I have not the smallest doubt that that plan will be a success and that the Reserve will attract to it the best elements in the country, irrespective of what the political opinions of the men enlisted may be. I do not see what authority Deputies had for insinuating that this is a party business. The Army has been formed to protect the country, not to protect any particular party. That has been put forward by the Government time after time, and nobody has ever put forward any proof to show that the contrary is the case. I have no doubt at all but that the country generally does approve of the action of the Ministry in forming this Reserve and in their action generally on the subject of the improvement of the Army.

Deputy Wolfe misunderstands us if he thinks that we say that the Army is a party machine.

That is what was said.

We welcome the assurance that it is not. But there is a certain amount of evidence which is being quoted here to show that there is, unfortunately, a tendency amongst those who have recently left the ranks of very biassed views on party lines which is very regrettable indeed.

So long as there is an Army there, the national dignity requires that that Army should be of as strictly a non-party nature as possible. Our attitude towards the Army is that we wish we could transfer its activities into productive activities as citizens working in a State where there would be plenty of work for everybody. There is no need for an Army in this country and the only opportunity they will ever have to fight is when they are brought in to fight for England under the Treaty. As to the formation of a Reserve Force, the thing is at present psychologically impossible, and we may as well recognise the fact. We are emerging from an unfortunate period in Irish history, a period of civil war, when the people of the country took certain action, and the feelings arising from this civil war have not yet died down. It will be a long time before you can appeal to the people in such a way as to get united action in the formation of a Reserve Force. It is a matter for the time being of psychology at any rate. We have got to wait until there is something that will appeal more to the traditions and imaginations of the younger generation, something that will be closer to our ideals and closer to the ideals of Irish nationality than the present system.

=-=-=

**DIRECTIVE 1:**
Reproduce the Army Reserve debate from "That is what" to "very regrettable indeed.".
**DIRECTIVE 2:**
Answer these questions from the Army Reserve debate, marking each answer with the same letter.
(a) What does the first speaker say the Army has been formed to protect?
(b) Which Deputy is said to misunderstand what the others are saying about the Army?
(c) What kind of period in Irish history does the last speaker say the country is emerging from?
**DIRECTIVE 3:**
Pick up the Army Reserve debate after its last sentence and continue it.
The listing after this debate text is separate material.

**SOURCE EXCERPT:**
=-=-=

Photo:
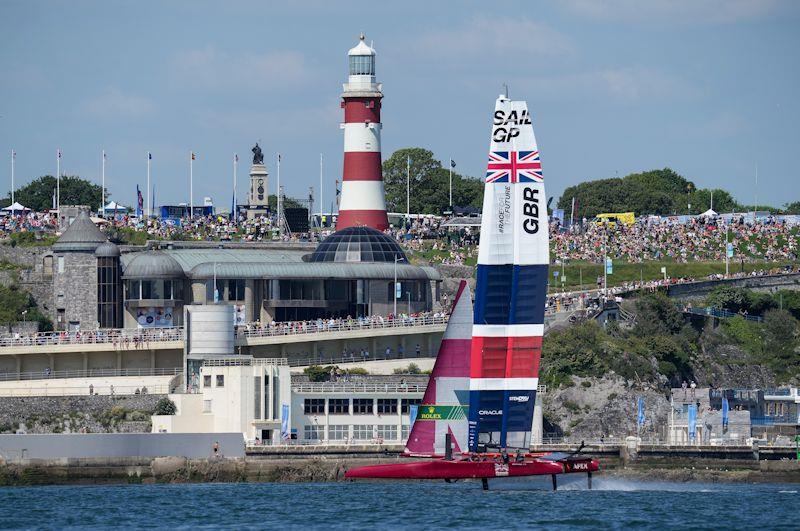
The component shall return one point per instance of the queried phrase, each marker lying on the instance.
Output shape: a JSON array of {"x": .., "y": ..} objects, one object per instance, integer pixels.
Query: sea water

=-=-=

**EXERCISE ANSWER 1:**
That is what was said.

We welcome the assurance that it is not. But there is a certain amount of evidence which is being quoted here to show that there is, unfortunately, a tendency amongst those who have recently left the ranks of very biassed views on party lines which is very regrettable indeed.

**EXERCISE ANSWER 2:**
(a) The country, not any particular party.
(b) Deputy Wolfe.
(c) A period of civil war.

**EXERCISE ANSWER 3:**
This Bill might be described as an Army annual. We have it coming up here every year in a temporary fashion and the Minister never gives us any definite reason as to why some permanent measure is not introduced. I submit that the reason the Minister does not introduce a permanent measure is that some of the arguments that have been used from time to time in the Dáil are arguments which have some weight with him and that he is looking forward to the time when he can dispense with the Army altogether. I think a good case could be made out for dispensing with the Army altogether. In the first place, the country can scarcely afford an ornamental Army at the present time, and that is what we are having just now—an ornamental Army that will do very little work, that will add very little to the wealth of the country, and will never do any service of the kind that an Army should do. The only thing that Army will indulge in will be Army manoeuvres in the Dublin Mountains or somewhere else. That Army is keeping money out of productivity, money that might be very well employed in productive work. It is keeping men out of productive occupations. Secondly, I have repeatedly asked succeeding Ministers in the Dáil for some reason for the existence of an Army in this country. Whom is the Army going to fight? What Army can be sustained in this country that will be able to resist an invader and what invader wants to come into this country except to impose a foreign government upon it? If a foreign government wanted to impose their form of government upon this country, I submit there is another people whose responsibility it would be and whose desire it would be to keep out this foreign Army. I submit that if it were the desire of some South American State to come in here to enforce its form of government upon this country it would be the duty of Great Britain to resist that encroachment upon one of its Dominions.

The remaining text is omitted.